[Task 1]:
In the commentary on the Torah portion Re'eh, which verse of Deuteronomy is quoted at the top?
[Task 2]:
Continue the commentary on the Torah portion Re'eh from where it stops.

[Extract provided]:
==============================

Copyright 2015 Neal Joseph Loevinger

Torah Portion: Re’eh 

All that I command you, be careful to do it.  You shall neither add to it, nor subtract from it. . . . .(D’varim/ Deuteronomy 13:1)

Good afternoon! Well, we seem to be in an every-other-week Torah commentary pattern around here. Alas, the spirit is willing but the time-management skills are weak.

At least we’re in for Re’eh, a very interesting Torah portion, which encompasses a tirade against idolatry, an impassioned plea to care for the poor, rules for kosher eating, and a review of the shaloshregalim, or pilgrimage holy days. The beginning of Chapter 13 (no, not that Chapter 13, though after buying an old house that needs work, I’m considering it) is a warning against following false prophets who might lead the people away from the laws or practices of the Torah, and most commentators see the opening verse above in that context. In this view, a commandment to do “all that I command you,” and “don’t add or subtract from it” is the beginning of the injunction against false prophets, who might claim to have a Divine mandate to change, abrogate, or add new laws to the Torah.

==============================

[Phrase grounding data]
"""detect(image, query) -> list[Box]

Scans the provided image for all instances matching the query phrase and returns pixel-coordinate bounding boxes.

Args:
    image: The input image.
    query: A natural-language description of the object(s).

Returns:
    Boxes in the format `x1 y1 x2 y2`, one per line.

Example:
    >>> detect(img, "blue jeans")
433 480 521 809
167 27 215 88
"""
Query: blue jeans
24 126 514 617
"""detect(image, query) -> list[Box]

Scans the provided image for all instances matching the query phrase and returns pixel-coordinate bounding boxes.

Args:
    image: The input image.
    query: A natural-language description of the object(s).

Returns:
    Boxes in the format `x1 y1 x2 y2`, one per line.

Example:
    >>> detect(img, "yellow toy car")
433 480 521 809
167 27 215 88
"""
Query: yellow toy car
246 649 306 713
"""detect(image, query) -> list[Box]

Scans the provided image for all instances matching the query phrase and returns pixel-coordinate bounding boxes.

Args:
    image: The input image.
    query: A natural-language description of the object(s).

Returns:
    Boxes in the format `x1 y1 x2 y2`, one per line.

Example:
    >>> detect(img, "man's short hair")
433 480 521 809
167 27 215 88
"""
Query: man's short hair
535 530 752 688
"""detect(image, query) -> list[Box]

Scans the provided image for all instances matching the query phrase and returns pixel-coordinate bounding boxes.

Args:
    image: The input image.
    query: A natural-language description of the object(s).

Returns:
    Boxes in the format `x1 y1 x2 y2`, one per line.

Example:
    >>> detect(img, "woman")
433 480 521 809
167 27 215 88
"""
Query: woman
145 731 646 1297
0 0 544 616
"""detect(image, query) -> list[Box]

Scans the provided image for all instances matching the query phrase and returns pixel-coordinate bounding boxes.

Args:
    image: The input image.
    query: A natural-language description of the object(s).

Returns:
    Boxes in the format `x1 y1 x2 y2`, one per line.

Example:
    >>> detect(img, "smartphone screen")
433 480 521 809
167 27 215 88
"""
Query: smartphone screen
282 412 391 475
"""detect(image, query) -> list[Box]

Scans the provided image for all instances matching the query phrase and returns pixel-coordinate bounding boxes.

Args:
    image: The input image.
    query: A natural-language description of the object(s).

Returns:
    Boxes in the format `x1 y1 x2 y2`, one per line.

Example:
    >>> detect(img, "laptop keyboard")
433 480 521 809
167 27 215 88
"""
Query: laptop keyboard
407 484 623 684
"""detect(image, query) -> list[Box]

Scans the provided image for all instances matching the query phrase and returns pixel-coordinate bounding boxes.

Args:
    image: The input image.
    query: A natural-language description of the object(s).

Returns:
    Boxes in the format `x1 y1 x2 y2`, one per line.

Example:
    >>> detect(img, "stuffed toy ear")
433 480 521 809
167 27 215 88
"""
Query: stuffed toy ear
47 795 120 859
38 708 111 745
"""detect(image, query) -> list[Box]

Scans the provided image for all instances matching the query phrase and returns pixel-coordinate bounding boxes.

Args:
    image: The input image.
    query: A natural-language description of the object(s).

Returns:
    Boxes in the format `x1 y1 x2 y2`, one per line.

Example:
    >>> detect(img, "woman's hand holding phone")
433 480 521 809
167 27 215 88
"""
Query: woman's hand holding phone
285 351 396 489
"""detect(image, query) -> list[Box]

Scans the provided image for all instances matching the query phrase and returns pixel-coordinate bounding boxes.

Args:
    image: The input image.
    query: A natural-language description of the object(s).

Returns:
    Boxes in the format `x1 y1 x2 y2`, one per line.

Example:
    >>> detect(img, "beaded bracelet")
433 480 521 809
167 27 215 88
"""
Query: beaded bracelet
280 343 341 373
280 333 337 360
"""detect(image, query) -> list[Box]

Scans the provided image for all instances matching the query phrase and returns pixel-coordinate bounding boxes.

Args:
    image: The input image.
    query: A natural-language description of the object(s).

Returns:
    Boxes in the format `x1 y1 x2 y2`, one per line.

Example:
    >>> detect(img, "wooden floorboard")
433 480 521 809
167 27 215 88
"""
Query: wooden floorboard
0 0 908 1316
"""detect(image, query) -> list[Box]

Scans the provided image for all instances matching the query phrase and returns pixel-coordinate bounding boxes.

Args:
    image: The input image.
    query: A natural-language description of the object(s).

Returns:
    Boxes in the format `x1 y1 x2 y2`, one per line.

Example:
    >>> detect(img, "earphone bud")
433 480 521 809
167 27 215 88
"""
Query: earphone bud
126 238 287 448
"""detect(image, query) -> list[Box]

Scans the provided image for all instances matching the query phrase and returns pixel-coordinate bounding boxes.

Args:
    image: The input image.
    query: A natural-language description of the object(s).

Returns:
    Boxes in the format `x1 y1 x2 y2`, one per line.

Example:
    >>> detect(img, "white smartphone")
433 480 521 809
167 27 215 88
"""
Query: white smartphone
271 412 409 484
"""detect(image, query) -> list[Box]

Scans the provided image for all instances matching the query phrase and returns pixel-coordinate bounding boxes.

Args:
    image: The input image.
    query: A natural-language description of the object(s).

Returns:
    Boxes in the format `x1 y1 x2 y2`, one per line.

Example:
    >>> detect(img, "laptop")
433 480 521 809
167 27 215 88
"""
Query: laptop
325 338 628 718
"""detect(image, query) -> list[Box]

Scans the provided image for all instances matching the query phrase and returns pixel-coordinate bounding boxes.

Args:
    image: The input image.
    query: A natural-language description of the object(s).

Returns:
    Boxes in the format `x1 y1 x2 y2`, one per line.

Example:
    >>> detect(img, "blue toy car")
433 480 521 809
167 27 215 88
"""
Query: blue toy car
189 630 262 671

==============================

[Answer area 1]:
Deuteronomy 13:1

[Answer area 2]:
Obviously, the whole idea of adding to, or subtracting, from the Torah is the subject of much debate in the modern world; we see some laws of the Torah very differently than a premodern society, and have in some cases a different sense of the overarching moral sensibility of Judaism within which the specific laws are interpreted. On the other hand, our friend Rashi takes the first clause of our verse and lets it stand on its own, interpreting “All that I command you” as implying that you have to be careful to do both “the easy things and the hard things.”

What strikes me about Rashi’s comment is we don’t have to agree on the particulars of any practice, commandment or principle in order to recognize that all of us- you and me and the rest of humankind- have a tendency to avoid tasks that challenge our self-image, stretch us beyond a comfort zone, confront us with difficult truths, or demand something we don’t want to give. I would even say that we often confuse what’s hard and what’s easy in Judaism: after all, in the age of Tofurky and national supermarkets, it’s not that hard to keep kosher, but it’s never, ever been easy to guard one’s speechwhen talking of others.

I think every branch of Judaism, from the most liberal to the most stringent, would agree that some of the commandments and principles are harder than others, including:

Forgivness (requires letting go of moral certitude and owning our piece of the mess)

Humility    (requires foregoing privilege and being other-directed)

T’shuvah   (requires accepting our own imperfections and letting go of righteous blame)

Visiting the Sick  (requires confronting mortality and the inevitability of suffering when we encounter the fragility of the body)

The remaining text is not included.